- [TEXTO DE REFERENCIA]:
——
Conciencia de culpa
Jorge Peña Vial | Sección: Sociedad
Al parecer ya no existen culpables. Constantemente vemos cómo se movilizan recursos, investigaciones y variadas disquisiciones para justificar y legitimar el mal cometido.
No hay nada de que avergonzarse ni tratar de ocultar. Ese intento pareciera ser el único mal. Se nos dice que debemos sacar las cosas a la superficie, no con el fin de humillarnos, sino sobre la base de que aquellos actos son muy naturales y corresponden simplemente a una distinta opción de vida. En vez de avergonzarnos debemos regocijarnos, y, en aras de esta nueva coherencia, incluso convertirnos en heraldos de una nueva moral, más flexible y adaptada a los tiempos, dado que cualquier asomo de culpabilidad es intrínsecamente patógeno.
——
- [DESCRIPCIÓN DEL PROBLEMA]: Reproduce el texto sobre la conciencia de culpa entre "Conciencia de culpa" y "es intrínsecamente patógeno.", ambos incluidos, sustituyendo "heraldos" por "portavoces".
——
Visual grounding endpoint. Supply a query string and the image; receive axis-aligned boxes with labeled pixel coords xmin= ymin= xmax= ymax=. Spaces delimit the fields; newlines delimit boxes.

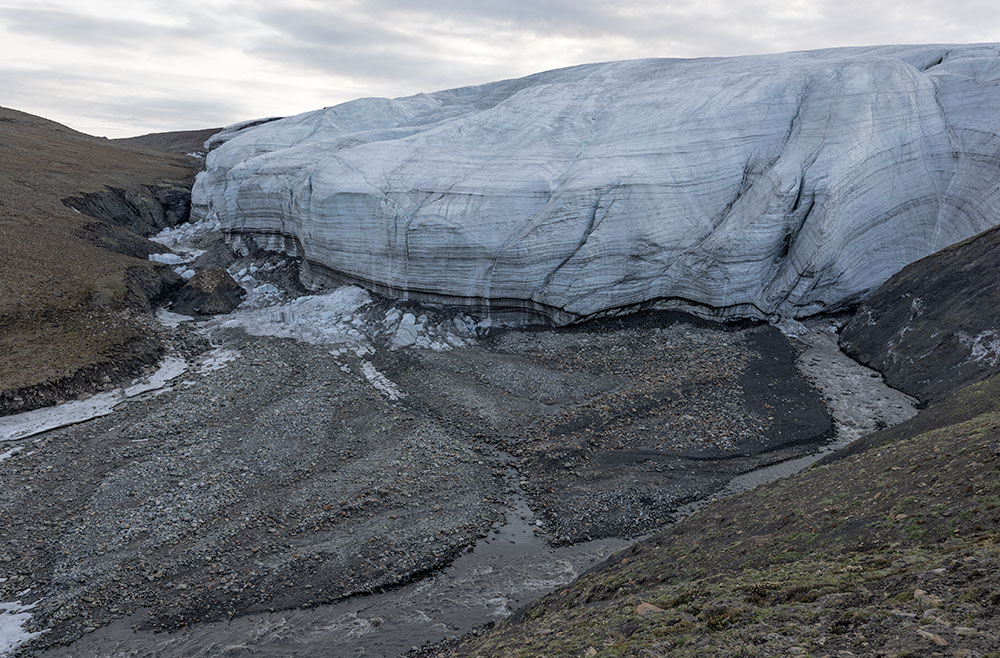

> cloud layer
xmin=0 ymin=0 xmax=1000 ymax=137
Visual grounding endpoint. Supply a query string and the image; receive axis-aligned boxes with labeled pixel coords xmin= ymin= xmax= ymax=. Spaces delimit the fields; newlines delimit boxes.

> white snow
xmin=124 ymin=356 xmax=187 ymax=398
xmin=198 ymin=347 xmax=240 ymax=375
xmin=361 ymin=361 xmax=406 ymax=402
xmin=0 ymin=356 xmax=187 ymax=441
xmin=216 ymin=286 xmax=372 ymax=346
xmin=192 ymin=44 xmax=1000 ymax=323
xmin=150 ymin=217 xmax=220 ymax=249
xmin=0 ymin=389 xmax=123 ymax=441
xmin=156 ymin=308 xmax=194 ymax=327
xmin=0 ymin=446 xmax=24 ymax=462
xmin=956 ymin=329 xmax=1000 ymax=368
xmin=0 ymin=602 xmax=42 ymax=658
xmin=149 ymin=253 xmax=187 ymax=265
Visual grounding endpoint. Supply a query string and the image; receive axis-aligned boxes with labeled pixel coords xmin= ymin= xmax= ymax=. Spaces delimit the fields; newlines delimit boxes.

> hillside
xmin=0 ymin=108 xmax=209 ymax=415
xmin=442 ymin=227 xmax=1000 ymax=658
xmin=111 ymin=128 xmax=222 ymax=155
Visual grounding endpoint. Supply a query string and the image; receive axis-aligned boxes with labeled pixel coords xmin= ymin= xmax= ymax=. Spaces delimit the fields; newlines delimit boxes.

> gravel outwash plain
xmin=0 ymin=290 xmax=916 ymax=656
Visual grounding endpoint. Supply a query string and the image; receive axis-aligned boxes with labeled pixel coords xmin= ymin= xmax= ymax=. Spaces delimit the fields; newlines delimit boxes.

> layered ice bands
xmin=193 ymin=46 xmax=1000 ymax=324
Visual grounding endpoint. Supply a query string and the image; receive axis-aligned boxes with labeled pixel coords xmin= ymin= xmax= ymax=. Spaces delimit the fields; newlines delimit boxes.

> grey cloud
xmin=0 ymin=0 xmax=1000 ymax=136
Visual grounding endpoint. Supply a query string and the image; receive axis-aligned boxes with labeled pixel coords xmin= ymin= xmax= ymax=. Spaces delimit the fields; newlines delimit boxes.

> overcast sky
xmin=0 ymin=0 xmax=1000 ymax=137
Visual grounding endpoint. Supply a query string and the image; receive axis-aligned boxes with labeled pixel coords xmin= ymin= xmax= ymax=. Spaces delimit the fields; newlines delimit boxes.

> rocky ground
xmin=0 ymin=108 xmax=201 ymax=414
xmin=0 ymin=263 xmax=905 ymax=656
xmin=442 ymin=377 xmax=1000 ymax=658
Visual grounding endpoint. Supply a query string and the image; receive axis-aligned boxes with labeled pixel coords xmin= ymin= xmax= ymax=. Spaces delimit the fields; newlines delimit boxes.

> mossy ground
xmin=0 ymin=108 xmax=198 ymax=414
xmin=442 ymin=378 xmax=1000 ymax=657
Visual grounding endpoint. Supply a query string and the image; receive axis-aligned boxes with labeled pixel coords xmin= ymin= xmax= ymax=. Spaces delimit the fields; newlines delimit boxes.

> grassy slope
xmin=451 ymin=377 xmax=1000 ymax=656
xmin=0 ymin=108 xmax=197 ymax=413
xmin=111 ymin=128 xmax=222 ymax=155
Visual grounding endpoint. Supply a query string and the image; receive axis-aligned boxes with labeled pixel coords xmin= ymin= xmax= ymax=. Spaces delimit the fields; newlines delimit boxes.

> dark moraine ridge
xmin=840 ymin=223 xmax=1000 ymax=402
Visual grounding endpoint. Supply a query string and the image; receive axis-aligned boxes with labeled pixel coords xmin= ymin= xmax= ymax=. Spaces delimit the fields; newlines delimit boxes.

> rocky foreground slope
xmin=436 ymin=223 xmax=1000 ymax=657
xmin=193 ymin=45 xmax=1000 ymax=323
xmin=0 ymin=108 xmax=209 ymax=415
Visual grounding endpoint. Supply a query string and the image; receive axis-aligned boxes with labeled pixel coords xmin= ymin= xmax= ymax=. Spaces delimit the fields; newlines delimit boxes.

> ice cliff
xmin=193 ymin=45 xmax=1000 ymax=323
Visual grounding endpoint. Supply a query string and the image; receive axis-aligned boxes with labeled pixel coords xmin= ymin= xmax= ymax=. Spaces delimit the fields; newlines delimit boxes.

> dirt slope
xmin=440 ymin=230 xmax=1000 ymax=658
xmin=111 ymin=128 xmax=222 ymax=155
xmin=840 ymin=223 xmax=1000 ymax=402
xmin=446 ymin=378 xmax=1000 ymax=657
xmin=0 ymin=108 xmax=209 ymax=415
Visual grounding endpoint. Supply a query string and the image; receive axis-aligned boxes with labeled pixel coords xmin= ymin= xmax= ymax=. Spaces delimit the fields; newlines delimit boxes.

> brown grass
xmin=0 ymin=108 xmax=203 ymax=414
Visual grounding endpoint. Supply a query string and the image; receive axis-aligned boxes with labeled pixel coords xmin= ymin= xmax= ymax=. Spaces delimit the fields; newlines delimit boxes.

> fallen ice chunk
xmin=218 ymin=284 xmax=371 ymax=345
xmin=0 ymin=389 xmax=124 ymax=441
xmin=389 ymin=313 xmax=418 ymax=350
xmin=149 ymin=254 xmax=184 ymax=265
xmin=361 ymin=361 xmax=406 ymax=402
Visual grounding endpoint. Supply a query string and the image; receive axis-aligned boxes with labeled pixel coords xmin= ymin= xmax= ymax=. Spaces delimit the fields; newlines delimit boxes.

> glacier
xmin=192 ymin=45 xmax=1000 ymax=324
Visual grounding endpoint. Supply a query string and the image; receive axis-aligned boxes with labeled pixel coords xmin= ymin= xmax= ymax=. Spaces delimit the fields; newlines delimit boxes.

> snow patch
xmin=210 ymin=286 xmax=372 ymax=346
xmin=0 ymin=602 xmax=44 ymax=658
xmin=361 ymin=361 xmax=406 ymax=402
xmin=124 ymin=356 xmax=187 ymax=398
xmin=770 ymin=316 xmax=809 ymax=338
xmin=149 ymin=253 xmax=186 ymax=265
xmin=0 ymin=446 xmax=24 ymax=462
xmin=198 ymin=347 xmax=240 ymax=375
xmin=0 ymin=356 xmax=187 ymax=441
xmin=956 ymin=329 xmax=1000 ymax=368
xmin=156 ymin=308 xmax=194 ymax=327
xmin=150 ymin=216 xmax=222 ymax=249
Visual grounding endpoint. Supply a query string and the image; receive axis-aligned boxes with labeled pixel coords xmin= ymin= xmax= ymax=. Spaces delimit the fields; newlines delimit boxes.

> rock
xmin=171 ymin=268 xmax=246 ymax=315
xmin=192 ymin=46 xmax=1000 ymax=323
xmin=635 ymin=601 xmax=663 ymax=616
xmin=840 ymin=223 xmax=1000 ymax=402
xmin=917 ymin=629 xmax=948 ymax=647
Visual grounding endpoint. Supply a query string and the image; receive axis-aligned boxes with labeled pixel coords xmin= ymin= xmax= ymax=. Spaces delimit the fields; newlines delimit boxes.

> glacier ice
——
- [RESPUESTA ESCRITA]:
Conciencia de culpa
Jorge Peña Vial | Sección: Sociedad
Al parecer ya no existen culpables. Constantemente vemos cómo se movilizan recursos, investigaciones y variadas disquisiciones para justificar y legitimar el mal cometido.
No hay nada de que avergonzarse ni tratar de ocultar. Ese intento pareciera ser el único mal. Se nos dice que debemos sacar las cosas a la superficie, no con el fin de humillarnos, sino sobre la base de que aquellos actos son muy naturales y corresponden simplemente a una distinta opción de vida. En vez de avergonzarnos debemos regocijarnos, y, en aras de esta nueva coherencia, incluso convertirnos en portavoces de una nueva moral, más flexible y adaptada a los tiempos, dado que cualquier asomo de culpabilidad es intrínsecamente patógeno.